[EXERCISE REQUIREMENTS] Nothing in the records may change. Print them all again.

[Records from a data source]
*****
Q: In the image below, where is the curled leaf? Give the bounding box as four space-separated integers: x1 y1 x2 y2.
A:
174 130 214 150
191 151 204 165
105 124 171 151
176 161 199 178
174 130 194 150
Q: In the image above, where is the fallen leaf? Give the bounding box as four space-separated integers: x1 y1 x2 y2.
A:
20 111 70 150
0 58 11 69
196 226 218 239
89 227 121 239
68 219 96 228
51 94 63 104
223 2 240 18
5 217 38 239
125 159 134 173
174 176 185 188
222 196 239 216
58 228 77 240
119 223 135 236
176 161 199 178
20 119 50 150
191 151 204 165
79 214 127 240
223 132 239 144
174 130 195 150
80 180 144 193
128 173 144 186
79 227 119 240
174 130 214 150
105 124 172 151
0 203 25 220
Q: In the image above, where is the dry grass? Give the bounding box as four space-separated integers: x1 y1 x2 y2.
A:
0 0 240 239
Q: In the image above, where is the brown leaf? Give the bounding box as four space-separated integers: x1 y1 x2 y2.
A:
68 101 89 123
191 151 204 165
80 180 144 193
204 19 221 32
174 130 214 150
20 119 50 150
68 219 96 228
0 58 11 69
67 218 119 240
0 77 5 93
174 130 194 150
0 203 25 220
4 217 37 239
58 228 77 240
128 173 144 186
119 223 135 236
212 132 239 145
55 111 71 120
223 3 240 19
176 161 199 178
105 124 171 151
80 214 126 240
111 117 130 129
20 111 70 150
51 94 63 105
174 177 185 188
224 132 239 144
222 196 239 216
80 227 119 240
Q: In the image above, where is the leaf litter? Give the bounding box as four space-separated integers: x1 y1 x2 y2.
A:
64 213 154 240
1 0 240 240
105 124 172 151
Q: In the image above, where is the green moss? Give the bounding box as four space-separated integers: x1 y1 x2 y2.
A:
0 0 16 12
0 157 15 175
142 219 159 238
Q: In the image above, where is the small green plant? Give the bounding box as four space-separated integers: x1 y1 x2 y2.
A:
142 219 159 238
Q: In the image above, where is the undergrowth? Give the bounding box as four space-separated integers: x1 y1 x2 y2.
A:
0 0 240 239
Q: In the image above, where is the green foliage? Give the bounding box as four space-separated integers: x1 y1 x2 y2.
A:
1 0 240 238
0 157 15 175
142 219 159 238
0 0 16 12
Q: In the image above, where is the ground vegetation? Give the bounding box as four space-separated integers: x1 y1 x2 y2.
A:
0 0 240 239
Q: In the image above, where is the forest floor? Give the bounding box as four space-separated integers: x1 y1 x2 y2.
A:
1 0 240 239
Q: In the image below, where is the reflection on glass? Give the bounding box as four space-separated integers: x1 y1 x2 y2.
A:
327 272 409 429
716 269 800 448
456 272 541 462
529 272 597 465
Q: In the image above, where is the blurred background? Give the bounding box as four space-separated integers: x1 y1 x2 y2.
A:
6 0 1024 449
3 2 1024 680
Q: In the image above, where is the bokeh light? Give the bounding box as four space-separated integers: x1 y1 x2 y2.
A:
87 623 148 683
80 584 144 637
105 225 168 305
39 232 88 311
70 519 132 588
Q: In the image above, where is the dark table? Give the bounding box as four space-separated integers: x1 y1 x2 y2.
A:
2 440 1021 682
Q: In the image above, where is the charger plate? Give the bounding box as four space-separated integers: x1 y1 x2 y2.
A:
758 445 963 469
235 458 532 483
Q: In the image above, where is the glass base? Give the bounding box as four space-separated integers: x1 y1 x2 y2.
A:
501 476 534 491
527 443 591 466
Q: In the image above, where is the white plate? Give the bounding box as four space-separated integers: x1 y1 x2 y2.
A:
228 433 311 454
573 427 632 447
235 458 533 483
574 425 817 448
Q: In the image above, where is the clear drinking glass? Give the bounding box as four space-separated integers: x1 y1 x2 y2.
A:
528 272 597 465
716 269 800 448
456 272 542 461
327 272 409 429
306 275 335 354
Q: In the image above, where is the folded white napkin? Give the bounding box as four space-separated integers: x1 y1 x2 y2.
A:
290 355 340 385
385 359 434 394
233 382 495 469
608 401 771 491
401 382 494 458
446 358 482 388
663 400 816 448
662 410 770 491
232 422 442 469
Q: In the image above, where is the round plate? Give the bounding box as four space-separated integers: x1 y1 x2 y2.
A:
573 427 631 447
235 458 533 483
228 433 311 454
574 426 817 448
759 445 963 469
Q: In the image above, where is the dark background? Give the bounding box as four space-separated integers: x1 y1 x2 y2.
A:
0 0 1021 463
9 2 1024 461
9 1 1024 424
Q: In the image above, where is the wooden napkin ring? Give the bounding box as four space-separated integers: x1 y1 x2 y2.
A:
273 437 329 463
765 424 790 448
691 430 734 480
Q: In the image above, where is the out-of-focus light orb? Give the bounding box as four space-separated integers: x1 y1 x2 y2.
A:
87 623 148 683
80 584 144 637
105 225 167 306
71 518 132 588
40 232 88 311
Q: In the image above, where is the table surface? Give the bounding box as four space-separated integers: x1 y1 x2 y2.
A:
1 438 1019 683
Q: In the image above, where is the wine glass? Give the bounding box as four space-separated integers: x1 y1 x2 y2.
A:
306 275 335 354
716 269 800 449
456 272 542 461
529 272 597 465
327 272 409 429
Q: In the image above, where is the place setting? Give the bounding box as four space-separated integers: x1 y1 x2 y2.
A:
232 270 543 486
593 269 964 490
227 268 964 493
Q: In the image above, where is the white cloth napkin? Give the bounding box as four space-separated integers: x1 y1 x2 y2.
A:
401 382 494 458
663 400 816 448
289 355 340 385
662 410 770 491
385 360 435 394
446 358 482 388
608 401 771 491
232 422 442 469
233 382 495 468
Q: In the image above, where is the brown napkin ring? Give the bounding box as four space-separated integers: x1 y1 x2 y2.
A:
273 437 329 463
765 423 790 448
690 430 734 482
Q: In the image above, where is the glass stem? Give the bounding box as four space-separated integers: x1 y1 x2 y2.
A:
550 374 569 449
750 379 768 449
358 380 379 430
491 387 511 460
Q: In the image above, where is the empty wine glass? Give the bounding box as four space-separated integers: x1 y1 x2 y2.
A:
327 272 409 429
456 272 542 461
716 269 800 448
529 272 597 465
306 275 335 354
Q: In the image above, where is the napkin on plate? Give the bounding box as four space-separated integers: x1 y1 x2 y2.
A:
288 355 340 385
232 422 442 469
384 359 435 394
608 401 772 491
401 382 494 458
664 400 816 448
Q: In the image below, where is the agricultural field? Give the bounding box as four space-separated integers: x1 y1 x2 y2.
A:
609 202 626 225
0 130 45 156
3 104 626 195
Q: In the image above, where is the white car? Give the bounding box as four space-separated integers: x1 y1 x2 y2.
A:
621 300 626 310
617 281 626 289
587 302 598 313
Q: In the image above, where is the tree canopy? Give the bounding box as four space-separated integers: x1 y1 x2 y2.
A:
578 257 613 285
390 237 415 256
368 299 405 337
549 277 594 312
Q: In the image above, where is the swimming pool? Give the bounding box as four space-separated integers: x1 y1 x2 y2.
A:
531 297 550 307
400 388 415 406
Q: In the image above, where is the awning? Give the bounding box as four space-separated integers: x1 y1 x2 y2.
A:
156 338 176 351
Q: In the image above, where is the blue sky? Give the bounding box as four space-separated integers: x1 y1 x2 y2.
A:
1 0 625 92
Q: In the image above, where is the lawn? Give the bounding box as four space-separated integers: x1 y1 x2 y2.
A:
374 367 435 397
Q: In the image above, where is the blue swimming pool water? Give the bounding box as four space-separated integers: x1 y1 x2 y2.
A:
*****
[THE COMPLETED TASK]
Q: In the image below, where is the curled leaf? Give the bounding box as four space-separated integers: x1 y1 x2 y2.
A:
174 130 214 150
191 151 204 165
105 124 171 151
176 161 199 178
174 130 194 150
Q: In the image above, where is the fallen leaf? Give the bounding box as four space-separated integers: x1 y1 x2 y2.
A:
20 111 70 150
0 58 11 69
196 226 218 239
89 227 121 239
68 219 96 228
51 94 63 104
223 2 240 18
5 217 38 239
125 159 134 173
174 176 185 188
222 196 239 216
58 228 77 240
119 223 135 236
176 161 199 178
20 119 50 150
191 151 204 165
79 214 127 240
223 132 239 144
174 130 195 150
80 180 144 193
128 173 144 186
79 227 119 240
174 130 214 150
105 124 172 151
0 203 25 220
Q: In the image above, where is the dry grass? Give the bounding box as four space-separated integers: x1 y1 x2 y2.
A:
0 0 240 239
Q: In the image above, where is the brown leaf? Give the bounding box as four space-separated integers: x1 y1 x2 y2.
A:
68 101 89 123
191 151 204 165
80 180 144 193
204 19 221 32
174 130 214 150
20 119 50 150
68 219 96 228
0 58 11 69
67 218 119 240
0 77 5 93
174 130 194 150
0 203 25 220
4 217 37 239
58 228 77 240
128 173 144 186
119 223 135 236
212 132 239 145
55 111 71 120
223 3 240 19
176 161 199 178
105 124 171 151
80 214 126 240
111 117 130 129
20 111 70 150
51 94 63 105
174 177 185 188
224 132 239 144
222 196 239 216
80 227 119 240
Q: In the image above, where is the leaf litter? Give the bounding box as four space-separated integers: x1 y1 x2 y2.
A:
64 213 154 240
1 0 240 240
105 124 172 151
Q: In the image above, where is the green moss? Give the bounding box as four space-separated integers: x1 y1 x2 y2.
A:
0 0 16 12
0 157 15 175
142 219 159 238
Q: In the image above, where is the small green plant? Give the bounding box as four space-separated integers: x1 y1 x2 y2.
A:
142 219 159 238
Q: In the image above, where is the undergrowth? Give the bounding box as four space-separated integers: x1 y1 x2 y2.
A:
0 0 240 239
Q: In the image above, where is the green foliage? Give the bounding box as four space-separated integers: x1 y1 x2 y2.
A:
1 0 240 238
0 157 15 175
142 219 159 238
0 0 16 12
Q: In the image above, where is the ground vegetation? Give the bounding box as four space-separated integers: x1 y1 x2 y2.
A:
0 0 240 239
Q: In the image above, where is the forest floor? Give the bounding box as four space-separated integers: x1 y1 x2 y2.
A:
1 0 240 239
Q: In the image below, where is the reflection on glass? Give the bounding box as four space-separated integers: x1 y1 x2 y2.
A:
327 272 409 429
716 269 800 448
456 272 541 462
529 272 597 465
Q: In the image above, where is the blurred background? Give the bounding box as four space-separated integers: x1 y1 x2 y2.
A:
6 0 1024 449
3 2 1024 680
Q: In the image above, where is the bokeh light? Give the bounding box as four space-separated integers: x1 y1 x2 y2.
A:
87 623 148 683
80 584 144 637
105 225 168 305
39 232 88 311
70 519 132 588
Q: In the image above, where is the dark table? Give the bounding box as four space-separated integers: x1 y1 x2 y2.
A:
2 440 1021 682
Q: In the image above, where is the charger plate? Give the bounding box as four space-separated integers: x1 y1 x2 y2.
A:
758 445 963 469
235 458 532 483
Q: In the image above, where is the glass base? Give the bounding box as four space-separated integers: x1 y1 x2 y2.
A:
501 476 534 491
527 443 591 466
Q: In the image above, where is the white plate? Give the bounding box as four space-separated integers: x1 y1 x2 y2.
A:
228 433 311 454
573 427 632 447
235 458 533 483
574 425 817 448
Q: In the image above, where is the clear drinking glass? Give the bounding box as four space-separated integers: x1 y1 x2 y2.
A:
528 272 597 465
716 269 800 448
456 272 542 461
327 272 409 429
306 275 335 354
Q: In the image above, where is the folded white napkin? Give the bounding box as four space-separated integers: x1 y1 x2 y2.
A:
290 355 340 385
385 359 434 394
233 382 495 469
608 401 771 491
401 382 494 458
446 358 482 388
663 400 816 448
662 410 770 491
232 422 442 469
Q: In the image above, where is the round plate? Give the bounding box as four space-separated integers: x1 y1 x2 y2.
A:
573 427 631 447
235 458 533 483
228 433 311 454
574 426 817 448
759 445 963 469
Q: In the image above, where is the dark background? Give the bounding box as four space-separated integers: x1 y1 x2 y2.
A:
0 0 1021 463
9 2 1024 461
9 1 1024 424
Q: In the image above, where is the wooden napkin ring? Give the bounding box as four space-separated integers: x1 y1 x2 y2.
A:
273 437 329 463
765 424 790 448
691 430 734 480
Q: In the image above, where is the out-of-focus light orb? Give the bounding box as four space-separated integers: x1 y1 x2 y2.
A:
87 623 148 683
80 584 144 637
105 225 167 306
71 518 132 588
40 232 88 311
Q: In the image above, where is the table surface? Give the bounding box as four space-separated integers: x1 y1 x2 y2.
A:
1 438 1019 683
Q: In the image above, where is the wine glass? Give the bounding box as four space-separated integers: x1 y1 x2 y2.
A:
306 275 335 354
716 269 800 449
456 272 542 461
529 272 597 465
327 272 409 429
Q: In the image above, where is the place setting? Give the bounding box as four space-separated integers: x1 y1 x2 y2.
A:
232 270 543 486
593 269 964 490
227 268 964 493
Q: In the image above, where is the white cloth napkin? Give the bounding box as four space-separated integers: x1 y1 x2 y2.
A:
401 382 494 458
663 400 816 448
289 355 340 385
662 410 770 491
385 360 435 394
446 358 482 388
608 401 771 491
232 422 442 469
233 382 495 468
Q: In the image above, where is the brown napkin ring? Give the bounding box as four space-separated integers: x1 y1 x2 y2.
A:
273 437 329 463
765 423 790 448
690 430 734 482
Q: In the image above, where is the glass stem? Give the bounding box as four space-separated integers: x1 y1 x2 y2.
A:
550 374 569 449
750 379 768 449
358 380 379 430
491 387 511 460
Q: In the image above, where is the empty wine glass? Give the bounding box as four space-separated integers: x1 y1 x2 y2.
A:
327 272 409 429
456 272 542 461
716 269 800 448
529 272 597 465
306 275 335 354
Q: In the image above, where is the napkin on plate? Give the bounding box as four space-separated integers: x1 y1 x2 y2.
A:
288 355 340 385
232 422 442 469
384 359 435 394
608 401 772 491
401 382 494 458
664 400 816 448
Q: In the image below, where is the agricultural field? Give the bounding box as four space-separated integers: x1 y1 x2 y2.
A:
609 202 626 225
0 130 45 156
3 104 626 195
Q: In the image above, where is the white car? Give the bounding box as four space-separated integers: x1 y1 x2 y2.
A:
621 300 626 310
617 281 626 289
587 302 598 313
Q: In the image above, where is the tree canopy? Give the bounding box as four space-separated integers: x1 y1 x2 y2.
A:
578 257 613 285
390 237 415 256
368 299 405 337
549 277 594 312
Q: In the image above, where is the swimming pool? Give the bounding box as four space-separated integers: x1 y1 x2 y2.
A:
531 297 550 307
400 388 415 406
Q: In the image above, where is the awning? Give the bounding box as four space-separated integers: x1 y1 x2 y2.
A:
156 338 176 351
Q: In the image above, where is the blue sky? Give the bounding box as four space-separated integers: x1 y1 x2 y2.
A:
1 0 625 92
Q: In the image above, where is the lawn? Give the bounding box as four space-separated integers: x1 y1 x2 y2.
A:
374 367 435 397
Q: In the image above, where is the blue swimming pool water? Give the bounding box as four space-separated integers: x1 y1 x2 y2.
A:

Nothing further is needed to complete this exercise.